┌──

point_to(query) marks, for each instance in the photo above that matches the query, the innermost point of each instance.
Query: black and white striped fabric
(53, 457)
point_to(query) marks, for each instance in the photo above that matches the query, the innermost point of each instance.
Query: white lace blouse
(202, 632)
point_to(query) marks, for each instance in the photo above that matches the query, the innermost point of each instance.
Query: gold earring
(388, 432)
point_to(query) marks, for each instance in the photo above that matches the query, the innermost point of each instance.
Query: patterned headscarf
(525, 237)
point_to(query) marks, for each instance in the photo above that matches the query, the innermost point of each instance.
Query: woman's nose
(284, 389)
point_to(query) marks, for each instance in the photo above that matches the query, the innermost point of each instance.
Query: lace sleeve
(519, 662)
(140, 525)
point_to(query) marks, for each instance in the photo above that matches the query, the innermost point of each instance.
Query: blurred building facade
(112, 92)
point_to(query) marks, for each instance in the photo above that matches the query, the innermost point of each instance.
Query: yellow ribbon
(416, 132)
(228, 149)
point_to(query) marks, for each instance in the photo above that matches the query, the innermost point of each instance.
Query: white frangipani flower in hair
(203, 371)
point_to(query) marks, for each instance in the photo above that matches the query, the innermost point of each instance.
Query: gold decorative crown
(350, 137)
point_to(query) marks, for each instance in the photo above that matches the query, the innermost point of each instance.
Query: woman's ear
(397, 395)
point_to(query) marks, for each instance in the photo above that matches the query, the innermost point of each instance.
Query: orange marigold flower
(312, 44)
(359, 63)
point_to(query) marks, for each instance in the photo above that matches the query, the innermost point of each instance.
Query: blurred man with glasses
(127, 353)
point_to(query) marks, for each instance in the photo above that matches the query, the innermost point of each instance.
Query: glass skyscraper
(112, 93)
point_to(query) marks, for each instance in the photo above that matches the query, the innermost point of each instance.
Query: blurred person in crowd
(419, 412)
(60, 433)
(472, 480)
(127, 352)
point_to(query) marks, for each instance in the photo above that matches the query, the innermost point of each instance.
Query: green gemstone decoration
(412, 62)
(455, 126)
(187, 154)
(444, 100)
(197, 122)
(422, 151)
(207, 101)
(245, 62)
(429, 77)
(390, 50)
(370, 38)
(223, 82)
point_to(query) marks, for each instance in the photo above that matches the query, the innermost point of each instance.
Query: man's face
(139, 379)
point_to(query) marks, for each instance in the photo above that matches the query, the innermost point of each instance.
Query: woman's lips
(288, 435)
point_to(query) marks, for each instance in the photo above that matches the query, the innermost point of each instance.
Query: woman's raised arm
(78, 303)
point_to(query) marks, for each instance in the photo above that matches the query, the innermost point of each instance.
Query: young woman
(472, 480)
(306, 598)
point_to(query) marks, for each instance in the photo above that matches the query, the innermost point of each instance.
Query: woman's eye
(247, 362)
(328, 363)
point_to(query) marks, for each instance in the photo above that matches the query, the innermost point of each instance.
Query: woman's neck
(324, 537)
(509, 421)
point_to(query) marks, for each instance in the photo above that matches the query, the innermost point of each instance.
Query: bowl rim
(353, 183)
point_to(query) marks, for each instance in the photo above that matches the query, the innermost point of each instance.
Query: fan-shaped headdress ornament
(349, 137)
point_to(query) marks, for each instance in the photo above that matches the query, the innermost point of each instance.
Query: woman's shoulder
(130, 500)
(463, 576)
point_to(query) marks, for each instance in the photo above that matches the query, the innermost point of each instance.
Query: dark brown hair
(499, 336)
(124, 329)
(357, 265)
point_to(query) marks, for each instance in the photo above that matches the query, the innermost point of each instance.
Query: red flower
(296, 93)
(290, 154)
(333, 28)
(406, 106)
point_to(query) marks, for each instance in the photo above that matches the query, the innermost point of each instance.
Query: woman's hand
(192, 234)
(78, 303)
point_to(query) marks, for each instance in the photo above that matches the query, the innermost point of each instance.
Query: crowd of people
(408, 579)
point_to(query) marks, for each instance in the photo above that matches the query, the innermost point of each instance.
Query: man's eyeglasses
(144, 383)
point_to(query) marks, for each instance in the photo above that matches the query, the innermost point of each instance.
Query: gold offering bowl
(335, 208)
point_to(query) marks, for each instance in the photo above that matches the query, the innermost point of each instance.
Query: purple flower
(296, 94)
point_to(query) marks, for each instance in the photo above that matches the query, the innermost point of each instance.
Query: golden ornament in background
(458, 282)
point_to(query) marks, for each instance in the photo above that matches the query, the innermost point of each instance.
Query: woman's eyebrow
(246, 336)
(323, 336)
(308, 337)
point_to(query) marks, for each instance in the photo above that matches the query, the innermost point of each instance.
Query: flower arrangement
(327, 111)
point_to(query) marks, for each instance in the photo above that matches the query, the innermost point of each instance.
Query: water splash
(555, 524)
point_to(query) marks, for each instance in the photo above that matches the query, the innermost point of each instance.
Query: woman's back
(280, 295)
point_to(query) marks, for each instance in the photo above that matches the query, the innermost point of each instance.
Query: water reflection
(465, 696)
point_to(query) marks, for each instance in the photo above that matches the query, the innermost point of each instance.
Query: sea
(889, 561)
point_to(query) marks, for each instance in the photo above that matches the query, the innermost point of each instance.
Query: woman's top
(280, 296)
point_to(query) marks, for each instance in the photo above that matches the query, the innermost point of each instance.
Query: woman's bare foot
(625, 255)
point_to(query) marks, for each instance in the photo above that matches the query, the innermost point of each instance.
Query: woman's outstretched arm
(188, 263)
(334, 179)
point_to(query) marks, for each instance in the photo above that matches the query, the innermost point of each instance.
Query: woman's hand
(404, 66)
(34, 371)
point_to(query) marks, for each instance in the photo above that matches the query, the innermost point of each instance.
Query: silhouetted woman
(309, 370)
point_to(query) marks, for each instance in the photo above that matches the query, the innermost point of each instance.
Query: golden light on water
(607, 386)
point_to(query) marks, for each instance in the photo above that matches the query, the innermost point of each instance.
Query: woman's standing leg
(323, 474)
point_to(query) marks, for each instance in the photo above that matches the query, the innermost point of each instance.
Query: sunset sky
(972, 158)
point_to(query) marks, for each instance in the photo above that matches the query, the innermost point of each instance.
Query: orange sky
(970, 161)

└──

About this task: Each entry above needs to be retyped exactly as it appears.

Task output:
point_to(query) marks, for each instance in the photo above that matches the query, the innermost point of each instance.
Query: black and white striped fabric
(53, 457)
point_to(query) marks, for each instance in the photo above that matches the query, the innermost point of each instance.
Query: white lace blouse
(202, 632)
point_to(query) marks, for each instance in the photo above that matches the query, the innermost point of each instance.
Query: gold earring
(388, 432)
point_to(query) marks, for each instance in the photo above that matches the query, the innermost point of each instance.
Query: patterned headscarf
(525, 237)
point_to(query) marks, for each instance in the photo above that matches the query, the innermost point of each instance.
Query: woman's nose
(284, 389)
point_to(query) marks, for each instance in the photo above that matches the query, the innermost point of each instance.
Query: lace sleeve
(519, 662)
(140, 525)
point_to(query) marks, for each instance in the photo above that matches the query, the innermost point of each instance.
Query: blurred building facade
(112, 92)
point_to(query) marks, for each instance in the photo above that matches the query, the innermost point of each instance.
Query: yellow ribbon
(416, 132)
(228, 149)
point_to(query) marks, for each instance in the photo above that matches the query, the innermost point of each instance.
Query: white frangipani flower in hair
(203, 371)
point_to(query) marks, for each instance in the photo above that matches the query, the innermost point of each instance.
Query: gold decorative crown
(350, 137)
point_to(query) marks, for each instance in the photo above that matches the query, the innermost point of each instance.
Query: woman's ear
(397, 395)
point_to(query) marks, for each instance in the photo above that matches the query, the innermost point of each instance.
Query: orange marigold flower
(312, 44)
(359, 63)
point_to(query) marks, for each instance in the photo above that matches the query, the innermost point of each instance.
Query: blurred man with glasses
(127, 353)
point_to(query) marks, for each instance in the photo above that matches the query, the innermost point of each instance.
Query: glass skyscraper
(112, 93)
point_to(query) marks, for each instance in the photo above that matches the query, the innermost point of each instance.
Query: blurred person in crowd
(419, 412)
(60, 433)
(472, 480)
(127, 352)
point_to(query) marks, for each instance in the photo above that matches the query, the innermost point of each instance.
Query: green gemstone decoration
(412, 62)
(455, 126)
(187, 154)
(444, 100)
(197, 122)
(422, 151)
(207, 101)
(245, 62)
(429, 77)
(390, 50)
(370, 38)
(223, 82)
point_to(query) marks, for each instance in the photo above that matches the query, the innermost point of each instance.
Query: man's face
(139, 379)
point_to(query) marks, for each instance in the photo above that matches the query, the innermost point of each instance.
Query: woman's lips
(288, 435)
point_to(query) marks, for each instance in the photo above that matches the query, the innermost point of each instance.
Query: woman's raised arm
(78, 303)
point_to(query) marks, for each instance in the photo above that matches the query, the innermost point of each instance.
Query: young woman
(472, 480)
(306, 598)
point_to(query) marks, for each instance in the photo above that matches the query, the innermost point of each instance.
Query: woman's eye
(247, 362)
(328, 363)
point_to(query) marks, for each instance in the photo above that matches the query, the innermost point of each instance.
Query: woman's neck
(324, 537)
(509, 421)
point_to(query) marks, for each instance in the photo above that matches the query, the innermost point of each instance.
Query: bowl rim
(353, 183)
point_to(query) marks, for each instance in the photo above that matches the query, the innermost point of each instance.
Query: fan-shaped headdress ornament
(349, 137)
point_to(query) marks, for each instance in the photo above that matches the query, the innermost point of each instance.
Query: woman's shoulder
(130, 500)
(463, 576)
point_to(query) marks, for each instance in the photo above that matches the query, the innermost point of each instance.
Query: dark brown hair
(499, 336)
(124, 329)
(357, 265)
point_to(query) marks, for each instance in the photo above that matches the query, the innermost point of each instance.
Query: red flower
(296, 93)
(290, 154)
(333, 28)
(406, 106)
point_to(query) marks, for each instance in the photo above that matches the query, the innermost point of each instance.
Query: woman's hand
(192, 234)
(78, 303)
point_to(query) marks, for each instance in the photo above that matches the query, the innermost point of each instance.
Query: crowd of people
(408, 579)
point_to(query) marks, for each instance in the photo above that matches the query, the innermost point of each instance.
Query: man's eyeglasses
(144, 383)
point_to(query) marks, for each instance in the photo above that matches the query, the innermost point of each instance.
Query: gold offering bowl
(335, 208)
point_to(query) marks, for each instance in the photo above that matches the query, the innermost point of each instance.
Query: purple flower
(296, 94)
point_to(query) marks, for each instance in the photo above that matches the query, the innermost point of each instance.
Query: golden ornament in background
(458, 282)
point_to(query) marks, for each instance in the photo above that matches the query, the innermost point of each instance.
Query: woman's eyebrow
(246, 336)
(323, 336)
(308, 337)
point_to(query) marks, for each instance in the photo above that matches the query, the innermost point of each instance.
Query: flower arrangement
(327, 111)
point_to(query) marks, for each instance in the photo above that matches the query, the innermost point of each instance.
Query: water splash
(555, 524)
point_to(query) marks, for each instance in the photo above that matches the query, the innermost point of each instance.
Query: woman's back
(280, 295)
point_to(query) marks, for each instance in the photo above that matches the query, the innermost point of each instance.
Query: water reflection
(465, 696)
point_to(query) marks, for each instance in the photo above that matches the query, the innermost point of each instance.
Query: sea
(889, 561)
point_to(query) marks, for each instance in the photo above that matches the query, the innermost point of each instance.
Query: woman's top
(280, 296)
point_to(query) marks, for each instance in the photo above that matches the query, the innermost point of each instance.
Query: woman's bare foot
(625, 255)
point_to(query) marks, for each instance in the photo above that matches the query, the innermost point of each instance.
Query: woman's outstretched arm
(188, 263)
(334, 179)
point_to(query) marks, for each instance in the photo above that matches the query, the innermost point of each instance.
Query: woman's hand
(404, 66)
(34, 371)
point_to(query) marks, for each instance in the photo above that matches the query, the innermost point of each instance.
Query: silhouetted woman
(309, 370)
point_to(query) marks, for each instance in the photo above that matches the query, the innermost point of each instance.
Query: golden light on water
(607, 386)
point_to(query) marks, for each instance in the photo above that matches the query, the innermost point of each instance.
Query: woman's standing leg
(323, 474)
point_to(query) marks, for each instance in the photo above that matches the query, the innermost point of each instance.
Query: sunset sky
(972, 158)
point_to(query) marks, for each instance in the photo above that matches the query, the innermost point of each instance.
Query: orange sky
(970, 161)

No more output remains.